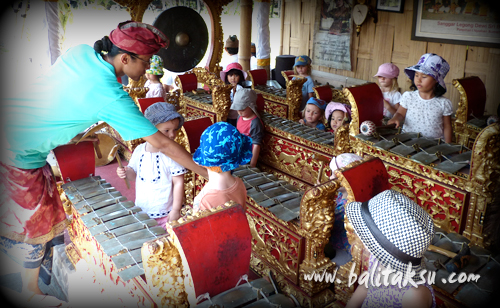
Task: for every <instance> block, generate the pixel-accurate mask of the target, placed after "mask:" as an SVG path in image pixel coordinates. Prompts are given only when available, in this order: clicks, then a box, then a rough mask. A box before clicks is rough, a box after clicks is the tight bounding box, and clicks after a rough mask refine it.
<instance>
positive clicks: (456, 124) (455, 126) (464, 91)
mask: <svg viewBox="0 0 500 308" xmlns="http://www.w3.org/2000/svg"><path fill="white" fill-rule="evenodd" d="M452 84H453V86H454V87H455V88H456V89H457V90H458V92H459V93H460V101H459V102H458V108H457V112H456V114H455V118H456V119H455V122H454V131H455V138H456V141H457V143H459V144H462V145H465V146H467V145H468V139H469V137H470V136H468V134H467V131H466V129H465V124H466V123H467V109H468V108H467V107H468V105H469V103H468V101H467V93H465V89H464V87H463V86H462V85H461V84H460V81H459V80H458V79H454V80H453V81H452Z"/></svg>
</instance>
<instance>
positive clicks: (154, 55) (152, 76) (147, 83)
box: [144, 55, 165, 98]
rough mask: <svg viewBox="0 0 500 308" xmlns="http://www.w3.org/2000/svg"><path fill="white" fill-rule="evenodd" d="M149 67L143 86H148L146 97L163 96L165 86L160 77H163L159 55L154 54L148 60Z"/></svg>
mask: <svg viewBox="0 0 500 308" xmlns="http://www.w3.org/2000/svg"><path fill="white" fill-rule="evenodd" d="M149 63H150V64H149V69H148V70H146V78H147V79H148V80H147V81H146V83H145V84H144V87H145V88H149V91H148V92H147V93H146V98H150V97H162V98H165V88H164V87H163V84H162V83H161V81H160V79H161V78H162V77H163V60H162V58H161V57H160V56H157V55H154V56H152V57H151V60H150V61H149Z"/></svg>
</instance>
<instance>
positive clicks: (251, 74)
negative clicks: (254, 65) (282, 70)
mask: <svg viewBox="0 0 500 308" xmlns="http://www.w3.org/2000/svg"><path fill="white" fill-rule="evenodd" d="M282 73H283V74H284V72H282ZM248 76H250V80H251V81H252V89H253V90H255V92H257V93H259V94H262V96H263V98H264V101H265V103H264V109H263V110H264V111H265V112H267V113H270V114H273V115H276V116H279V117H282V118H284V119H290V120H296V121H298V120H299V118H300V117H299V108H300V104H301V103H302V85H303V84H304V82H305V81H306V80H305V78H299V79H297V80H288V79H286V80H288V81H287V82H286V89H278V88H275V87H272V86H269V85H268V84H267V81H268V80H267V72H266V70H265V69H256V70H249V71H248Z"/></svg>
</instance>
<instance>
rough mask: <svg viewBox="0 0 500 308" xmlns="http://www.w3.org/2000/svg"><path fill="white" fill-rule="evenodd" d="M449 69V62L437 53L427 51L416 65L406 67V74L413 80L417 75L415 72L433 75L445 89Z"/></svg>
mask: <svg viewBox="0 0 500 308" xmlns="http://www.w3.org/2000/svg"><path fill="white" fill-rule="evenodd" d="M449 71H450V65H449V64H448V62H446V60H445V59H443V58H441V57H440V56H438V55H437V54H435V53H426V54H425V55H423V56H422V57H420V60H419V61H418V63H417V64H416V65H413V66H409V67H407V68H405V74H406V76H408V78H410V80H411V81H413V78H414V77H415V72H420V73H424V74H426V75H429V76H432V78H434V79H435V80H436V81H437V82H438V83H439V85H440V86H442V87H443V89H444V90H445V91H446V84H445V82H444V77H446V74H448V72H449Z"/></svg>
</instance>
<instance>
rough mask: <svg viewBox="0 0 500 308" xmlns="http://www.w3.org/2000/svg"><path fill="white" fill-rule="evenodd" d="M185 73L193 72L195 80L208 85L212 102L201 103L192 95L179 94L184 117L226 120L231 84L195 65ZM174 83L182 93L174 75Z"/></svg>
mask: <svg viewBox="0 0 500 308" xmlns="http://www.w3.org/2000/svg"><path fill="white" fill-rule="evenodd" d="M186 74H195V76H196V80H197V82H199V83H201V84H204V85H206V86H207V87H209V89H210V92H211V94H212V103H211V104H207V103H202V102H200V101H197V100H196V99H195V98H194V97H192V96H191V97H188V96H185V95H183V94H181V95H180V103H179V104H180V109H181V110H182V111H183V112H184V114H185V116H186V117H194V116H207V117H210V118H211V119H212V122H214V123H215V122H220V121H226V119H227V116H228V114H229V107H230V105H231V98H230V93H231V89H232V86H231V85H229V84H225V83H224V82H223V81H222V80H221V79H220V77H218V76H216V75H215V74H214V73H211V72H209V71H207V70H206V69H205V68H200V67H196V68H194V69H192V70H191V71H189V72H187V73H186ZM175 84H176V85H177V86H178V87H179V90H180V91H179V92H180V93H184V90H183V89H182V82H181V81H180V78H179V77H176V79H175Z"/></svg>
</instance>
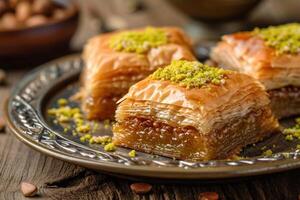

════════

* _TASK BRIEF_
Where an entry contains an image, leave the image out; otherwise retype everything exactly.

* _OUTPUT_
Task: for every <instance> block, generate the pixel-accurate mask of the target, placed after "mask:" as an SVG path in image pixel coordinates. Prompts are given only when available, in this order: clicks, then a box, then a rough mask. A box before clicks is rough, a box after clicks is the tight bounding box, and clicks after a rough mask refine it.
<instance>
positive clicks: (456, 124) (455, 126) (464, 91)
mask: <svg viewBox="0 0 500 308" xmlns="http://www.w3.org/2000/svg"><path fill="white" fill-rule="evenodd" d="M452 84H453V86H454V87H455V88H456V89H457V90H458V92H459V93H460V101H459V102H458V108H457V112H456V114H455V118H456V119H455V122H454V131H455V138H456V141H457V143H459V144H462V145H465V146H467V145H468V139H469V137H470V136H468V134H467V131H466V129H465V124H466V123H467V109H468V108H467V107H468V105H469V103H468V101H467V93H465V89H464V87H463V86H462V85H461V84H460V81H459V80H458V79H454V80H453V81H452Z"/></svg>
</instance>
<instance>
positive clicks: (154, 55) (152, 76) (147, 83)
box: [144, 55, 165, 98]
rough mask: <svg viewBox="0 0 500 308" xmlns="http://www.w3.org/2000/svg"><path fill="white" fill-rule="evenodd" d="M149 67L143 86H148L146 97L163 96L165 86L160 77H163L159 55L154 54L148 60Z"/></svg>
mask: <svg viewBox="0 0 500 308" xmlns="http://www.w3.org/2000/svg"><path fill="white" fill-rule="evenodd" d="M149 63H150V64H149V69H148V70H146V78H147V79H148V80H147V81H146V83H145V84H144V87H145V88H149V91H148V92H147V93H146V98H150V97H162V98H165V88H164V87H163V84H162V83H161V81H160V79H161V78H162V77H163V60H162V58H161V57H160V56H157V55H154V56H152V57H151V60H150V61H149Z"/></svg>
</instance>
<instance>
positive clicks: (251, 74)
negative clicks: (254, 65) (282, 70)
mask: <svg viewBox="0 0 500 308" xmlns="http://www.w3.org/2000/svg"><path fill="white" fill-rule="evenodd" d="M282 73H283V74H284V72H282ZM248 76H250V80H251V81H252V89H253V90H255V92H257V93H259V94H262V96H263V98H264V101H265V103H264V109H263V110H264V111H265V112H267V113H270V114H273V115H276V116H279V117H282V118H284V119H290V120H296V121H298V120H299V118H300V117H299V108H300V104H301V103H302V85H303V84H304V82H305V81H306V80H305V78H299V79H297V80H288V79H286V80H288V81H287V82H286V89H278V88H275V87H272V86H269V85H268V84H267V81H268V80H267V72H266V70H265V69H256V70H249V71H248Z"/></svg>
</instance>
<instance>
rough mask: <svg viewBox="0 0 500 308" xmlns="http://www.w3.org/2000/svg"><path fill="white" fill-rule="evenodd" d="M449 69V62L437 53L427 51L416 65L406 67V74L413 80L417 75L415 72L433 75L445 89Z"/></svg>
mask: <svg viewBox="0 0 500 308" xmlns="http://www.w3.org/2000/svg"><path fill="white" fill-rule="evenodd" d="M449 71H450V65H449V64H448V62H446V60H445V59H443V58H441V57H440V56H438V55H437V54H435V53H426V54H425V55H423V56H422V57H420V60H419V61H418V63H417V64H416V65H413V66H409V67H407V68H405V74H406V76H408V78H410V80H411V81H413V78H414V77H415V72H420V73H424V74H426V75H429V76H432V78H434V79H435V80H436V81H437V82H438V83H439V85H440V86H442V87H443V89H444V90H445V91H446V84H445V82H444V77H446V74H448V72H449Z"/></svg>
</instance>
<instance>
rough mask: <svg viewBox="0 0 500 308" xmlns="http://www.w3.org/2000/svg"><path fill="white" fill-rule="evenodd" d="M185 73L193 72L195 80L208 85L212 102L201 103L192 95L179 94L184 117L226 120L231 84L195 65ZM174 83L182 93L174 75Z"/></svg>
mask: <svg viewBox="0 0 500 308" xmlns="http://www.w3.org/2000/svg"><path fill="white" fill-rule="evenodd" d="M186 74H195V76H196V80H197V82H199V83H201V84H204V85H206V86H207V87H209V89H210V92H211V94H212V103H211V104H207V103H202V102H200V101H197V100H196V99H195V98H194V97H192V96H191V97H188V96H185V95H183V94H181V95H180V103H179V104H180V109H181V110H182V111H183V112H184V114H185V116H186V117H194V116H207V117H210V118H211V119H212V122H214V123H215V122H220V121H226V119H227V116H228V114H229V107H230V105H231V98H230V93H231V89H232V86H231V85H229V84H225V83H224V82H223V81H222V80H221V79H220V77H218V76H216V75H215V74H214V73H211V72H209V71H207V70H206V69H205V68H200V67H196V68H194V69H192V70H191V71H189V72H187V73H186ZM175 84H176V85H177V86H178V87H179V90H180V91H179V92H180V93H184V90H183V89H182V82H181V81H180V78H179V77H176V79H175Z"/></svg>
</instance>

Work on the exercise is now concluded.